Directions for this task:
Every record below should be printed exactly as it appears.

==== Material provided

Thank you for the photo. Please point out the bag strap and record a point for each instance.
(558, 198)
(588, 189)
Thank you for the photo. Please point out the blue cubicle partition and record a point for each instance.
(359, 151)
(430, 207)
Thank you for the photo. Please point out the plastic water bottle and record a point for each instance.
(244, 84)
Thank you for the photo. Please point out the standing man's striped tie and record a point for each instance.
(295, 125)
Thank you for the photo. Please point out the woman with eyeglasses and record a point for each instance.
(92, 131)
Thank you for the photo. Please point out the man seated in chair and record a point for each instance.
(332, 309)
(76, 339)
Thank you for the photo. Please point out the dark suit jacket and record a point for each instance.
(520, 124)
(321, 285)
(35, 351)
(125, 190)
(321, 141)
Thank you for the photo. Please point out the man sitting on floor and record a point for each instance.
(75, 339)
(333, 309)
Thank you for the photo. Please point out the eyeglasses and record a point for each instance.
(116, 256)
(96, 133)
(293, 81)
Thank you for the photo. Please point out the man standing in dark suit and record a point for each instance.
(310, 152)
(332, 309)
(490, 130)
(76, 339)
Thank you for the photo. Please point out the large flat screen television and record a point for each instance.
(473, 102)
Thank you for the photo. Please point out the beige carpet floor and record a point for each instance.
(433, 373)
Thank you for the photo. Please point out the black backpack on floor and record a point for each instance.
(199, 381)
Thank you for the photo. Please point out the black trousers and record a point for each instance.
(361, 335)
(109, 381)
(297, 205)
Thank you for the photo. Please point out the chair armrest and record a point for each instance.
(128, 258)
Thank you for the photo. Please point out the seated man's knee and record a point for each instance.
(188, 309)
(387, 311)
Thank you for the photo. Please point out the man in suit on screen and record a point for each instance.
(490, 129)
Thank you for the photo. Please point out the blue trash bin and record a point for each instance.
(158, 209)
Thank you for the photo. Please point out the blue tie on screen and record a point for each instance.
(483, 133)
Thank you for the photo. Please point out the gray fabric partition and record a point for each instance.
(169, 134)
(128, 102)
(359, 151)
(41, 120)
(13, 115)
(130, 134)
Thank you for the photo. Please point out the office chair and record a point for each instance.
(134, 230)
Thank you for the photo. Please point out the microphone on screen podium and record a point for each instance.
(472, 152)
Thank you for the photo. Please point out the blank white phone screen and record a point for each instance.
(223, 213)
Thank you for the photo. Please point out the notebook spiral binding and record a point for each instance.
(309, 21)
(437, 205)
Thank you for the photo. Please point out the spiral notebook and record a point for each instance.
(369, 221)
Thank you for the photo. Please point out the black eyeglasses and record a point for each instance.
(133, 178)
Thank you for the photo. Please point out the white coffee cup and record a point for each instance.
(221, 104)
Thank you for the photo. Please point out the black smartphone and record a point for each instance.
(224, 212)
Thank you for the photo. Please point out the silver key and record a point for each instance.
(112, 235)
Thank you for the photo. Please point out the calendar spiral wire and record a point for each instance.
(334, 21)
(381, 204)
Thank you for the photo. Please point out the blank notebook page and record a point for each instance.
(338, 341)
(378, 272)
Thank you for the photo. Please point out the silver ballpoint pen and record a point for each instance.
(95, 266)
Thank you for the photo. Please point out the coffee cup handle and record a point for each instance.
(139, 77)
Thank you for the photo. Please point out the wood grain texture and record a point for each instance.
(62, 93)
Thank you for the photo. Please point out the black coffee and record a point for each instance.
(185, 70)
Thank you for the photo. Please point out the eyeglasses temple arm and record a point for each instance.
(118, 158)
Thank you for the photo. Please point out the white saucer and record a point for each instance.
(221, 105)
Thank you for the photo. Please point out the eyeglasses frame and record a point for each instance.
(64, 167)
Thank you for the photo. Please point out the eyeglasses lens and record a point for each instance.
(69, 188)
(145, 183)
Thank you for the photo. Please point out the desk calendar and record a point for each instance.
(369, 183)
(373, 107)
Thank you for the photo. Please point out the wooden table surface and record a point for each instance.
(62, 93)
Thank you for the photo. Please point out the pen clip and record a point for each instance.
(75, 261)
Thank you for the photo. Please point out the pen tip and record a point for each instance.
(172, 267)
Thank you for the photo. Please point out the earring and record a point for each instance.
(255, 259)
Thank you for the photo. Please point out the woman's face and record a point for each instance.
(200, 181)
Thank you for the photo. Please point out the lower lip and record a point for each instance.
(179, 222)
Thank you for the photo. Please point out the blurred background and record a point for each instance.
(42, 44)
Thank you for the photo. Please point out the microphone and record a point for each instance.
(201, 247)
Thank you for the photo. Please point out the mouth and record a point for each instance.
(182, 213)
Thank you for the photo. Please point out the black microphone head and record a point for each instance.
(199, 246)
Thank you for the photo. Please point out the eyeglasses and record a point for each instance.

========

Output below:
Thank you for the photo. Please point out the bag strap and record a point for each instance.
(558, 198)
(588, 189)
Thank you for the photo. Please point out the blue cubicle partition and record a point for each instance.
(359, 151)
(430, 207)
Thank you for the photo. Please point out the plastic water bottle and record a point for each instance.
(244, 84)
Thank you for the photo. Please point out the standing man's striped tie and record a point for each instance.
(295, 125)
Thank you for the photo. Please point out the woman with eyeglasses and record a point for each instance.
(92, 131)
Thank you for the photo. Please point out the man seated in chair and record a point for each instance.
(332, 309)
(76, 339)
Thank you for the photo. Please point out the dark suit jacket and record a point for each instance.
(520, 124)
(321, 285)
(35, 351)
(125, 190)
(321, 141)
Thank you for the photo. Please point out the man sitting on floor and record a point for each instance.
(75, 339)
(333, 309)
Thank you for the photo. Please point out the eyeglasses and record a point for each instance.
(116, 256)
(96, 133)
(293, 81)
Thank you for the photo. Please point out the man standing in dark suit and record a point for each instance.
(310, 152)
(332, 309)
(490, 130)
(76, 339)
Thank you for the photo. Please point out the large flat screen television and record a point for each instance.
(473, 102)
Thank you for the photo. Please point out the beige carpet floor and record a point for each instance.
(433, 373)
Thank you for the photo. Please point out the black backpack on floor and record a point for each instance.
(199, 381)
Thank you for the photo. Please point out the black trousers and record a point for each instance.
(361, 335)
(109, 381)
(297, 205)
Thank you for the photo. Please point out the chair armrest and record a point for each instance.
(128, 258)
Thank you for the photo. Please point out the seated man's knee and record a point for each instance.
(188, 309)
(387, 311)
Thank you for the photo. Please point out the man in suit on screen and record a point for each instance.
(490, 129)
Thank you for the photo. Please point out the blue trash bin and record a point for each instance.
(158, 209)
Thank you for the photo. Please point out the blue tie on screen and record a point for each instance.
(483, 133)
Thank you for the photo. Please point out the gray fabric partition and record a point for each instance.
(169, 134)
(128, 102)
(359, 151)
(41, 120)
(13, 115)
(130, 134)
Thank you for the photo. Please point out the office chair and record a point for each instance.
(134, 230)
Thank you for the photo. Please point out the microphone on screen podium and record a point for each instance.
(472, 152)
Thank you for the photo. Please point out the blank white phone screen and record a point for each instance.
(223, 213)
Thank you for the photo. Please point out the notebook spiral binding and record a point for each instance.
(309, 21)
(437, 205)
Thank you for the photo. Please point out the spiral notebook and record a point for each instance.
(369, 221)
Thank you for the photo. Please point out the black eyeglasses and record a point for each instance.
(133, 178)
Thank you for the photo. Please point out the white coffee cup and record a point for each instance.
(221, 104)
Thank you for the photo. Please point out the black smartphone and record a point for each instance.
(224, 212)
Thank you for the photo. Please point out the silver key and record a point for each instance.
(112, 235)
Thank you for the photo. Please point out the calendar spiral wire and record a point for each instance.
(334, 21)
(381, 204)
Thank you for the photo. Please point out the blank notebook page and record a point for each instance.
(338, 341)
(378, 272)
Thank you for the photo. Please point out the silver ballpoint pen and record a point for each instance.
(95, 266)
Thank you for the photo. Please point out the coffee cup handle and record a point for each instance.
(139, 77)
Thank you for the photo. Please point out the wood grain texture and record a point for each instance.
(62, 93)
Thank you for the photo. Please point out the black coffee and record a point for each instance.
(185, 70)
Thank you for the photo. Please point out the eyeglasses temple arm and record a point for each instance.
(118, 158)
Thank you for the photo. Please point out the white saucer and record a point for each instance.
(221, 105)
Thank you for the photo. Please point out the eyeglasses frame and record a point for each instance.
(64, 167)
Thank you for the photo. Please point out the eyeglasses lens and record a point for each instance.
(69, 188)
(145, 183)
Thank you for the photo. Please point out the desk calendar and record a point for each instance.
(369, 183)
(373, 107)
Thank you for the photo. Please point out the wooden table surface and record a point for each instance.
(62, 93)
Thank you for the photo. Please point out the pen clip and record a point for each instance.
(75, 261)
Thank you for the photo. Please point out the pen tip and record a point for each instance.
(172, 267)
Thank you for the photo. Please point out the earring and record a point for each instance.
(255, 259)
Thank you for the photo. Please point out the woman's face and record a point for each instance.
(200, 181)
Thank you for the photo. Please point out the lower lip and record a point for each instance.
(179, 222)
Thank you for the photo. Please point out the blurred background and record a point for each instance.
(42, 44)
Thank you for the photo. Please point out the microphone and record a point for each instance.
(201, 247)
Thank you for the photo. Please point out the mouth and record a point for each instance.
(182, 213)
Thank you for the photo. Please point out the black microphone head and record a point for each instance.
(199, 246)
Thank you for the photo. Please point out the eyeglasses and record a point for each instance.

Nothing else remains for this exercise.